Segment Start: DATASET RECORDS

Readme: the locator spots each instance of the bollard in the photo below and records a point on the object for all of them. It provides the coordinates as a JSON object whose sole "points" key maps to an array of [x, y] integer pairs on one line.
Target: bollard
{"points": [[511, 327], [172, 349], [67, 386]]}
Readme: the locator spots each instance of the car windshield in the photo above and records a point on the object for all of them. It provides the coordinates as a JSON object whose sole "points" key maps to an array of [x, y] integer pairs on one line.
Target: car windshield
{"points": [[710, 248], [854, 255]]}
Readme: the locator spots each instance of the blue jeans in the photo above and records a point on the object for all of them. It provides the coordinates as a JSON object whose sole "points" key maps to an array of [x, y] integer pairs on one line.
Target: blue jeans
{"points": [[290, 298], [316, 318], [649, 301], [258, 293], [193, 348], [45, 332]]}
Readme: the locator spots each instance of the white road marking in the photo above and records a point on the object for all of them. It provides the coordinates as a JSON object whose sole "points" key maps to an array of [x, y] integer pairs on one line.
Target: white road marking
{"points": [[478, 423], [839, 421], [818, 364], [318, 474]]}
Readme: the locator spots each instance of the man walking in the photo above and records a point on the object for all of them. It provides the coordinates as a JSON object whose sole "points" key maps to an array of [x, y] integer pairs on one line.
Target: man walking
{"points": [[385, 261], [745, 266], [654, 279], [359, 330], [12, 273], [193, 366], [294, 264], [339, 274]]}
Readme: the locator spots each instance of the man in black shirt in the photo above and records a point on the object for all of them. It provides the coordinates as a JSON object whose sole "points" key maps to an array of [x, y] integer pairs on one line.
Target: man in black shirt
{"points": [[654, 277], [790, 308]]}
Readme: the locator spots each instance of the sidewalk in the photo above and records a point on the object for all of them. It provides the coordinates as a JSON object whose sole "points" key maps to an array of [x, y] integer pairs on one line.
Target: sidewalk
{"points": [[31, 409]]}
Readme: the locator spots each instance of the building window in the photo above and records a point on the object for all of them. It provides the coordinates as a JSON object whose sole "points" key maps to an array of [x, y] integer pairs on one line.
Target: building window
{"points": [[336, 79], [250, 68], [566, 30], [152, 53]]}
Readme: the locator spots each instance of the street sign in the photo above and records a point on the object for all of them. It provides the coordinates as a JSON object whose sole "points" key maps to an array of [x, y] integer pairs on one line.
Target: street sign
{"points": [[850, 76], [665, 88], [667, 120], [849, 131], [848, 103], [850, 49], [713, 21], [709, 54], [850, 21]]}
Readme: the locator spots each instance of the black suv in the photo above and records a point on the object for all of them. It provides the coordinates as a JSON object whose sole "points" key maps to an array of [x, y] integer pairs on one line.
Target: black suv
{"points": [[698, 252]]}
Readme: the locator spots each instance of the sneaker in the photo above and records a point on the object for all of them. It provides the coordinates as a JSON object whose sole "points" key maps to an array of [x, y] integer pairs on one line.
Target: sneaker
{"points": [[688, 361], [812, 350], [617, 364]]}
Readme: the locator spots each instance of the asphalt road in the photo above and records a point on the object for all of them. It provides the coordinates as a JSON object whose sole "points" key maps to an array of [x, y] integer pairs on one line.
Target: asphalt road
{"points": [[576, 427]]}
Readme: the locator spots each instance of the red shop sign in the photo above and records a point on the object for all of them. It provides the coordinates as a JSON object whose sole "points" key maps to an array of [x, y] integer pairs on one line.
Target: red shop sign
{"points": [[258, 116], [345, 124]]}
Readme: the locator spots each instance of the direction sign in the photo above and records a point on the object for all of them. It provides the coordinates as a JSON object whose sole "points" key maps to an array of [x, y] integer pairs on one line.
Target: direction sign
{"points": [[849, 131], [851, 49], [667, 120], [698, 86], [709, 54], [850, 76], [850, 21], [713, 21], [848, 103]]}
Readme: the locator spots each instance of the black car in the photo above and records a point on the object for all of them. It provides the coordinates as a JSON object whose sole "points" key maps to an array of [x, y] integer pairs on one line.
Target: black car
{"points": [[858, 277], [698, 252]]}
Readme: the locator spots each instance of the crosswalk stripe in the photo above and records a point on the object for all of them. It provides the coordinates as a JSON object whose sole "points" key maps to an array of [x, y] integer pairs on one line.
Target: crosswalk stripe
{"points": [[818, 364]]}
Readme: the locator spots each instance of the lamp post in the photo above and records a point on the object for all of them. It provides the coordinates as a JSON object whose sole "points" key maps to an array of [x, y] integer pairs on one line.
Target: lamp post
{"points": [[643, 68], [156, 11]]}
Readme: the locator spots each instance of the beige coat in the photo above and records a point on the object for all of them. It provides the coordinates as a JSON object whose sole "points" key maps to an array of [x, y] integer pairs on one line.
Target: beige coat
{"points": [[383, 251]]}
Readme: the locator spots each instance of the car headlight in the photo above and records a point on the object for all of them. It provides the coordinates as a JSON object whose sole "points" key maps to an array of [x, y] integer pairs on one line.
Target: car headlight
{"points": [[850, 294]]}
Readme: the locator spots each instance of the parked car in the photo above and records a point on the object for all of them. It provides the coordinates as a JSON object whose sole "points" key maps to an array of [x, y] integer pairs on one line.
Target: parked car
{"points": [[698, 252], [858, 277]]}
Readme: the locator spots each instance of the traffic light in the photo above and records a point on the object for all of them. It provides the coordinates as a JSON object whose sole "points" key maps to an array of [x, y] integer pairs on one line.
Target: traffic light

Segment End: DATASET RECORDS

▶ [WHAT THE TASK REQUIRES] Please go through the data above and copy each line containing the word "traffic".

▶ [ANSWER]
Readme: the locator spots each instance of the traffic light in the photo above and records a point on the object for all of them. It provides the coordinates as a JSON object whose sole "points" key maps to an array of [x, y] integer pairs on one line.
Target: traffic light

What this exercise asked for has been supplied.